[Opening Provided entries section]

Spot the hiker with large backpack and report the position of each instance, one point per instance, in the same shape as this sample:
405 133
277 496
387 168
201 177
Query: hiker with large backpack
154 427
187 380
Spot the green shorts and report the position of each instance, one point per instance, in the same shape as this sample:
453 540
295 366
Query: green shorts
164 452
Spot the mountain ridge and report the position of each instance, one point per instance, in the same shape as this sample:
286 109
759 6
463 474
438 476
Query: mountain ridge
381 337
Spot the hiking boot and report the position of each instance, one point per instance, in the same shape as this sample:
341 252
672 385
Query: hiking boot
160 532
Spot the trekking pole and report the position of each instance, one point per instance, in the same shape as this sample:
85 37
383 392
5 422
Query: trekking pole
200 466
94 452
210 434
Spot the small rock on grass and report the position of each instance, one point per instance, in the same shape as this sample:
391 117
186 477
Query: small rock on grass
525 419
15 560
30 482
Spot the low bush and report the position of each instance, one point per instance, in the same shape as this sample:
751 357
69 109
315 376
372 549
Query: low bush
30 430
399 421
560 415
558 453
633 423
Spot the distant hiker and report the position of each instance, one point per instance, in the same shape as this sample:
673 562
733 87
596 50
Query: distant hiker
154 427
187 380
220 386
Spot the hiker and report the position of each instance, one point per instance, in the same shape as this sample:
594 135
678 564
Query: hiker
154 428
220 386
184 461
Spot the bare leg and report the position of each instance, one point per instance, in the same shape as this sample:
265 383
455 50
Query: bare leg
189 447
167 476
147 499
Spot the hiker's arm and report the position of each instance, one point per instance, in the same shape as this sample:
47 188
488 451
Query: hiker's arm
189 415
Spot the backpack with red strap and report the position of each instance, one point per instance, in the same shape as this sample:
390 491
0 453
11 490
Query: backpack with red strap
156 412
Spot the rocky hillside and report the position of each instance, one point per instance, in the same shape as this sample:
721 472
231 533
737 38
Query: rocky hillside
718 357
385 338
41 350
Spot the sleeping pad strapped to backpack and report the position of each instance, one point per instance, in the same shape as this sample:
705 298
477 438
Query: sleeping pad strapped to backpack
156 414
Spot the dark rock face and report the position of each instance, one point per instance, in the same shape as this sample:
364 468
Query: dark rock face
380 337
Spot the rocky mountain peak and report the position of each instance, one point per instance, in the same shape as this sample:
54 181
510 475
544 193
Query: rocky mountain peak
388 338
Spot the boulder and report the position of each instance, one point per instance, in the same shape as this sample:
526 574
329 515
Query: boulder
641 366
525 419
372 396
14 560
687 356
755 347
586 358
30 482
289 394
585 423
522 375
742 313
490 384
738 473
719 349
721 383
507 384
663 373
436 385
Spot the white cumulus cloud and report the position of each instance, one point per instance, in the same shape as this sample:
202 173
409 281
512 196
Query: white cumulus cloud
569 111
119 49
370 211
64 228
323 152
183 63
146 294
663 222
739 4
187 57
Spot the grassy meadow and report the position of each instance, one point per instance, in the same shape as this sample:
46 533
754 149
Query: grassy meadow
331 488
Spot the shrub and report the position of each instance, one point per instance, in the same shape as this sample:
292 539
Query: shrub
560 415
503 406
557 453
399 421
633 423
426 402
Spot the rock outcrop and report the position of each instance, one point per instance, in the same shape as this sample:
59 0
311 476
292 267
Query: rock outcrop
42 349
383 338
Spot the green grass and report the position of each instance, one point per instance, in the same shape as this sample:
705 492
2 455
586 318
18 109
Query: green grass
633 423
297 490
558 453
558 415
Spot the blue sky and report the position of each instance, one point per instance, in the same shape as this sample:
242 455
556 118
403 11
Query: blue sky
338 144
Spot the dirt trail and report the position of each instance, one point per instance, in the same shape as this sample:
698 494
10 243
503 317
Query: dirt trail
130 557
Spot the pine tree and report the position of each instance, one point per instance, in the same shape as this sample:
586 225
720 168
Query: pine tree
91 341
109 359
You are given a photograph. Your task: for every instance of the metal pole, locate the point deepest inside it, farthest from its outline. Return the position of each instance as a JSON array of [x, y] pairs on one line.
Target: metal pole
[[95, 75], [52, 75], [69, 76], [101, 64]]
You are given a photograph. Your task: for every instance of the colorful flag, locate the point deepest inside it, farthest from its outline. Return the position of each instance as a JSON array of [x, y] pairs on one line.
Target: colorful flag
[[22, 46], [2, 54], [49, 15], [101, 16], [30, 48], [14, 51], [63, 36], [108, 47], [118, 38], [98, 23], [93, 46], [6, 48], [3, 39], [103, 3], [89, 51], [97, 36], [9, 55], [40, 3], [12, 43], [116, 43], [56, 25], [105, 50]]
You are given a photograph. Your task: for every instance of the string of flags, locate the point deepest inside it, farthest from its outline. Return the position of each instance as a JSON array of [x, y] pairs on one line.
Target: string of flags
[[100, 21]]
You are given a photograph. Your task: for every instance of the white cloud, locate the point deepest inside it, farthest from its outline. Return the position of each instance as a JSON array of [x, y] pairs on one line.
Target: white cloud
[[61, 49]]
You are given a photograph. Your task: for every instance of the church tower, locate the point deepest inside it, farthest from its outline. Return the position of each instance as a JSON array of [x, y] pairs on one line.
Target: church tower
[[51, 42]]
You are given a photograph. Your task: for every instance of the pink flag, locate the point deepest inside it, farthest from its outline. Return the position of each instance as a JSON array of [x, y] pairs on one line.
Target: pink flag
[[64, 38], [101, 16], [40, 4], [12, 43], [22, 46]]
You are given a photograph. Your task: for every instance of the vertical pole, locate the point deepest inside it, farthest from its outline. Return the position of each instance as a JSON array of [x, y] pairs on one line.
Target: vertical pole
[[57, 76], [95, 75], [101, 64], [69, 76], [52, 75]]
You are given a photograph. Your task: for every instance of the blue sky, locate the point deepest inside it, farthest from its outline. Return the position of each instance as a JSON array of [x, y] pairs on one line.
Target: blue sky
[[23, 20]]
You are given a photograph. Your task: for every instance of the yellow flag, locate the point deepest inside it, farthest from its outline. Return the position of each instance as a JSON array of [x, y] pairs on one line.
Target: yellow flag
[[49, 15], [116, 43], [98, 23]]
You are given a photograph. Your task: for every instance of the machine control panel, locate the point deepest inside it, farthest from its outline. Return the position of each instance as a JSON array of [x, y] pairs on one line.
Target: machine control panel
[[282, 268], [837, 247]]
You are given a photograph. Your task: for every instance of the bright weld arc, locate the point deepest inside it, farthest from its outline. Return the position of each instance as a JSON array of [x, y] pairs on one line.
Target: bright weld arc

[Closing Provided entries section]

### Exercise aim
Among the lines of the material, find those that hold the word "bright" and copy them.

### Task output
You are given a photograph. Your task: for every instance of the bright weld arc, locate the point deepest inside it, farthest from its outline. Return the position of each instance as a JSON array of [x, y] pairs on one line.
Target: bright weld arc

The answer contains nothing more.